* [Written request]
Gather every line below that contains the string "brown". Case counts.

● ● ● ● ●

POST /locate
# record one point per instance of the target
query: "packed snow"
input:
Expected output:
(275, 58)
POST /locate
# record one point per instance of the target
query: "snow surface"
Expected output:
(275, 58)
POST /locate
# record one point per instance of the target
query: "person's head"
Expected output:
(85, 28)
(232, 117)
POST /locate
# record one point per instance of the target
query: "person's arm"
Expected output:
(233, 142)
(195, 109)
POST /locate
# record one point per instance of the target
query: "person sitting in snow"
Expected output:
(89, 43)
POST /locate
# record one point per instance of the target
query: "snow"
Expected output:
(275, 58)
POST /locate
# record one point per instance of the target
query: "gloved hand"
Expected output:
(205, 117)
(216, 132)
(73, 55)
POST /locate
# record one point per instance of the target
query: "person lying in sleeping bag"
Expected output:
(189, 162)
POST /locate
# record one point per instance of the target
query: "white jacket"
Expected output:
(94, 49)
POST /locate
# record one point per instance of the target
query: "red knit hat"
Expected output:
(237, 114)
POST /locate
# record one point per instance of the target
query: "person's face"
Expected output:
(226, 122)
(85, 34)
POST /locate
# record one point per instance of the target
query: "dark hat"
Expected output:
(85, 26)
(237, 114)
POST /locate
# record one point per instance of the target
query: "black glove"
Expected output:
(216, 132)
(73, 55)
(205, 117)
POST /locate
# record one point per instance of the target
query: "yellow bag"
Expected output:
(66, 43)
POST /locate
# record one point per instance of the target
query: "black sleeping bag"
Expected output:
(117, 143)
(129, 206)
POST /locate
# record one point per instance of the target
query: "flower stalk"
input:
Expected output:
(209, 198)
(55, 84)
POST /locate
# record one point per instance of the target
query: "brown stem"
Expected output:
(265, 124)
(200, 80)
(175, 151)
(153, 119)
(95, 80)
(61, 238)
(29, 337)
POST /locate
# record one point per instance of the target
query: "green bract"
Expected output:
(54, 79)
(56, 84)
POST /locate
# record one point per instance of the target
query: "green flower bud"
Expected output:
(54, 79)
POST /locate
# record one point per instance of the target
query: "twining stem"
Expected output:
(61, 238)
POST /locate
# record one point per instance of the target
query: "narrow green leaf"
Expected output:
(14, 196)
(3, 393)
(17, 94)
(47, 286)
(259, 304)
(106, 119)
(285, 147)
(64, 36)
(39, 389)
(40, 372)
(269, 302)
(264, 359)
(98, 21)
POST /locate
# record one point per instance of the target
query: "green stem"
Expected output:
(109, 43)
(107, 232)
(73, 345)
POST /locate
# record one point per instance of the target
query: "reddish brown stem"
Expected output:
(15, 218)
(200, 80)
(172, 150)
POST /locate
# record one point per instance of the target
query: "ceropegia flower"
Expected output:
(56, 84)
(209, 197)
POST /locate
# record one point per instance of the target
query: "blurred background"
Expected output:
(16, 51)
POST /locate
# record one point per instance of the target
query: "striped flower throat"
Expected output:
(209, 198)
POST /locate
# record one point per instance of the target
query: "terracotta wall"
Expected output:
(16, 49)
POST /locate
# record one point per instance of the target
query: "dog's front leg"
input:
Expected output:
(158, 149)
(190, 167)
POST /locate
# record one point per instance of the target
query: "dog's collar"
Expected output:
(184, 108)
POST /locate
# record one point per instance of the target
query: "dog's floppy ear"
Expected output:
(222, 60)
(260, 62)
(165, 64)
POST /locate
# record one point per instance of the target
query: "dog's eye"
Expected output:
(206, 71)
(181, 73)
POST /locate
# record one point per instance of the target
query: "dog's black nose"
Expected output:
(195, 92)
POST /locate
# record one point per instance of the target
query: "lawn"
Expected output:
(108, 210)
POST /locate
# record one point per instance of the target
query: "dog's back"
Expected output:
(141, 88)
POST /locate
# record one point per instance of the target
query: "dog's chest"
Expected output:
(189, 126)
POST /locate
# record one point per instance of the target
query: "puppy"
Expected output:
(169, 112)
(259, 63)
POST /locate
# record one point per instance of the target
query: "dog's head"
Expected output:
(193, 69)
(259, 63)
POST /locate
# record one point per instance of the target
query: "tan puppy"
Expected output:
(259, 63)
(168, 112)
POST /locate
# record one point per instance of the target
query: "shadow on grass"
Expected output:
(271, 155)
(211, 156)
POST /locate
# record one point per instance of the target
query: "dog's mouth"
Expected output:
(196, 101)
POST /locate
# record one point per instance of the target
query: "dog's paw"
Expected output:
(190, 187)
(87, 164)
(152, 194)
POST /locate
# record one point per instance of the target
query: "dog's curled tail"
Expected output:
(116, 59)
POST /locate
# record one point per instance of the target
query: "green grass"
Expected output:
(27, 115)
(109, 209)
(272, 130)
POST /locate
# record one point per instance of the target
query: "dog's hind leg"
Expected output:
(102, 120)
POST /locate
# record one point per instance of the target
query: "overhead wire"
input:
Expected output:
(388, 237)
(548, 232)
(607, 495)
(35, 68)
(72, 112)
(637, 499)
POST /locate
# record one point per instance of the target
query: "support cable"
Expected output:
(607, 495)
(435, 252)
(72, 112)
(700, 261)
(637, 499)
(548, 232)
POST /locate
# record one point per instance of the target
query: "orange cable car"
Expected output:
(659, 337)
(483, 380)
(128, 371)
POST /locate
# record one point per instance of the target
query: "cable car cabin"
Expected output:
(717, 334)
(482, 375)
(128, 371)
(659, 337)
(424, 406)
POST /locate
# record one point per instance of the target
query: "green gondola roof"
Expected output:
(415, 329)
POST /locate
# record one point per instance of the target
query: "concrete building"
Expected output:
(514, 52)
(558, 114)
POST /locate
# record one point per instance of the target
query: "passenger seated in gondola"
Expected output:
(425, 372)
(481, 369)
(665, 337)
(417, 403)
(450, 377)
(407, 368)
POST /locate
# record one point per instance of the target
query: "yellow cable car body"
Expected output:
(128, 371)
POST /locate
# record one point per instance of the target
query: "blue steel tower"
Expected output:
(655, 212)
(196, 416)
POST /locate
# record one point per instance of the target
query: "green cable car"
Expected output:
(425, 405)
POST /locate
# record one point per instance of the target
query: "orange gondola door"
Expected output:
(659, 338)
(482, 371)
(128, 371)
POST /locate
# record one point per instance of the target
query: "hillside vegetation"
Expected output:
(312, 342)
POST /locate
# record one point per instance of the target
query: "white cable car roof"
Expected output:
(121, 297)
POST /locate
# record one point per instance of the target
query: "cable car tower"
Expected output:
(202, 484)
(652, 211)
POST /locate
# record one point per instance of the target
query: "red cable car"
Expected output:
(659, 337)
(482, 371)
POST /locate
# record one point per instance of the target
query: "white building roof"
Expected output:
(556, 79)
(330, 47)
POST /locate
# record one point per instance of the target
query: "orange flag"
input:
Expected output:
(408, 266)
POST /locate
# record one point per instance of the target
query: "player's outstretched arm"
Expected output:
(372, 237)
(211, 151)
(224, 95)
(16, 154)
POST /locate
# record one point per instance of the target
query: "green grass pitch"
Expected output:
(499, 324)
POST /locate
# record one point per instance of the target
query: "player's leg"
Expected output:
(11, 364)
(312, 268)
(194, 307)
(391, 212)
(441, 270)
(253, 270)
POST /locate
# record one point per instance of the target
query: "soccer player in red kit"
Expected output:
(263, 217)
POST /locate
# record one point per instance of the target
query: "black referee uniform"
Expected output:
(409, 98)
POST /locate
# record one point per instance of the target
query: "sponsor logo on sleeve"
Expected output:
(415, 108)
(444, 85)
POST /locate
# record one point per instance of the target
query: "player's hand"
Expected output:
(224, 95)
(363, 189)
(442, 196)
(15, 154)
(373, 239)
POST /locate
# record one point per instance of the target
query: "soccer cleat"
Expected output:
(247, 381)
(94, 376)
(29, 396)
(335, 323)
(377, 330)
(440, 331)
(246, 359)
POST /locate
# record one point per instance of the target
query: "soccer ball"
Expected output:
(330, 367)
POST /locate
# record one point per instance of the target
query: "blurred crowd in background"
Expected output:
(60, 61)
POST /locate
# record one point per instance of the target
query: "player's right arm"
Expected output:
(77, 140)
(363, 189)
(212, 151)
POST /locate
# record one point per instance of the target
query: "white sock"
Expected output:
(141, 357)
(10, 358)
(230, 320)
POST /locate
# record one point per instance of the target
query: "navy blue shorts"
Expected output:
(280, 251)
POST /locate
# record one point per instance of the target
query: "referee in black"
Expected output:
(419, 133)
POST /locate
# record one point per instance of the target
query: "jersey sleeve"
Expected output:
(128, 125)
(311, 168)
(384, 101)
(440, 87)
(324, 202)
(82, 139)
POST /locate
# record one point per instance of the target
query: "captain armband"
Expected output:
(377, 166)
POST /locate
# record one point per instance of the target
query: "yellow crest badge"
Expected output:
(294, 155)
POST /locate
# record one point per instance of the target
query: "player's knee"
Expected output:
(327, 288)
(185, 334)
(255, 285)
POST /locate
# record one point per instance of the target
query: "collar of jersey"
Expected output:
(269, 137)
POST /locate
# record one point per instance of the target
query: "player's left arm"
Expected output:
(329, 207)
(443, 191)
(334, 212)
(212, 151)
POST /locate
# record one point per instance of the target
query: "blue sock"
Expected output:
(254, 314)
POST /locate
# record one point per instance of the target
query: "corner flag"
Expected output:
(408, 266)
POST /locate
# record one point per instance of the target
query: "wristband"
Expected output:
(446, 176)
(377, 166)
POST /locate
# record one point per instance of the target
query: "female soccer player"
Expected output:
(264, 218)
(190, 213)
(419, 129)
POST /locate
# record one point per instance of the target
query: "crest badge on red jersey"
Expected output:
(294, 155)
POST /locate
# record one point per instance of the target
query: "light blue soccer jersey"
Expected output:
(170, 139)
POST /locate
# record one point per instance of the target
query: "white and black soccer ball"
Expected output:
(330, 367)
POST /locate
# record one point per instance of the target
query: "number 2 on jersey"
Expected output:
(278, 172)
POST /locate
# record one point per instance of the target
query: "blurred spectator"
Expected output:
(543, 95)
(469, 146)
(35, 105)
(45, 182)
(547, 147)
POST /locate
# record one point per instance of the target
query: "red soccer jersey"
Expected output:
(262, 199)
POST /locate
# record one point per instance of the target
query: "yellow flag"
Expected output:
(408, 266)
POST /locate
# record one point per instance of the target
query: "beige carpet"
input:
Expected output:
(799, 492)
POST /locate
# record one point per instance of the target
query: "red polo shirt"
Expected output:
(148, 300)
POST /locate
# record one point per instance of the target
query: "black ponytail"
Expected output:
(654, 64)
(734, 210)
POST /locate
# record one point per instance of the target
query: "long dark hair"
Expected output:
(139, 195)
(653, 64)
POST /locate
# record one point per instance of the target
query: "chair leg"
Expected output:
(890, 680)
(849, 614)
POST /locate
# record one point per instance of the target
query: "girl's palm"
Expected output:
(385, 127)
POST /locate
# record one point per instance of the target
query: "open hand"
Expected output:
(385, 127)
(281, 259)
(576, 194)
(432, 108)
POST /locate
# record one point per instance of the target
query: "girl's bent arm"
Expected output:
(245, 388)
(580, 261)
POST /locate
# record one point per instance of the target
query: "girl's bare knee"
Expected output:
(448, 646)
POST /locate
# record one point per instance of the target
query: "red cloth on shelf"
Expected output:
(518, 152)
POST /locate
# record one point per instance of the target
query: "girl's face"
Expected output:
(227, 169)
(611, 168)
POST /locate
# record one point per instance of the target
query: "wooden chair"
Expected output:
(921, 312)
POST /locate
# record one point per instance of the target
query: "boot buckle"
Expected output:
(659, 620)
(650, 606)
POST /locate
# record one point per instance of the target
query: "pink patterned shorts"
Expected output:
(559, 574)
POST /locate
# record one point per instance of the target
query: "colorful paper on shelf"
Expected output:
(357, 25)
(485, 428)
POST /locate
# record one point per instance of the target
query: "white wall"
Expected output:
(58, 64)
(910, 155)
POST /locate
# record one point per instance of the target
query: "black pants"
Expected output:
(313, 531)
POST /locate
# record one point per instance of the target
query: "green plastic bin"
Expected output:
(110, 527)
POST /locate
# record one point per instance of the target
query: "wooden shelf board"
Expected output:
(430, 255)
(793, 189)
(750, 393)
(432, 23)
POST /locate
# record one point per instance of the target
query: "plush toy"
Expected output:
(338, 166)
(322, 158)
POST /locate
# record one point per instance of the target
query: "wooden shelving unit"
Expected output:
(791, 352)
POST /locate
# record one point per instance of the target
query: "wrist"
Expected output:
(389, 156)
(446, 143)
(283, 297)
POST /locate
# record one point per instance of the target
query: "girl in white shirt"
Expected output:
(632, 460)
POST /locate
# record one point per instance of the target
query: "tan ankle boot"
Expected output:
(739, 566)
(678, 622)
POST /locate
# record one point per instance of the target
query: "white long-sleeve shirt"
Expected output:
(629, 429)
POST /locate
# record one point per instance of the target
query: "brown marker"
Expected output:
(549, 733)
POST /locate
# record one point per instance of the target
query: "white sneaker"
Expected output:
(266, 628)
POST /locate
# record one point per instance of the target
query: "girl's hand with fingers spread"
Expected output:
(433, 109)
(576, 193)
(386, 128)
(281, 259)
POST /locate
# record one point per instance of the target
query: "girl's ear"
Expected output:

● ● ● ● ●

* [Output of the exercise]
query: "brown stem"
query: "reddish brown stem"
query: "brown marker"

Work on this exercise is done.